Existimos como seres humanos há milhares de anos, mas não há lei que defina com clareza o que é ser humano. Simplesmente presumimos o que seja um ser humano porque a maior parte dos seres humanos são seres mais ou menos parecidos estética. Ponha um elefante e um ser humano em uma sala e você saberá o que é o elefante e quem é o ser humano.
Mas uma boa parte de nós têm dificuldade de lidar com seres humanos que fogem do padrão esperado (ainda que, tecnicamente, todos sejamos enormes mutações genéticas - algumas mais visíveis, outras menos – e carreguemos as consequências de nossas histórias de vida em nossos corpos).
Pense nas pessoas que vivem com um órgão artificial ou doado por alguém vivo ou extraído de alguém morto, que não têm uma parte do corpo ou têm mais de uma parte do corpo do que o ‘normal’. O fato de serem fisicamente diferentes não muda, do ponto de vista legal, o reconhecimento da personalidade jurídica dessas pessoas.

§

Tarefa: Copie do trecho sobre a definição de ser humano a parte que começa em "Existimos como seres" e segue até "o ser humano.".

§

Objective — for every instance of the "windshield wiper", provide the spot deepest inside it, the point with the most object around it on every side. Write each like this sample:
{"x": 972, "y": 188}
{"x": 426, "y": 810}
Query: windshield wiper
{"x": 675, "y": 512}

§

Área de resposta:
Existimos como seres humanos há milhares de anos, mas não há lei que defina com clareza o que é ser humano. Simplesmente presumimos o que seja um ser humano porque a maior parte dos seres humanos são seres mais ou menos parecidos estética. Ponha um elefante e um ser humano em uma sala e você saberá o que é o elefante e quem é o ser humano.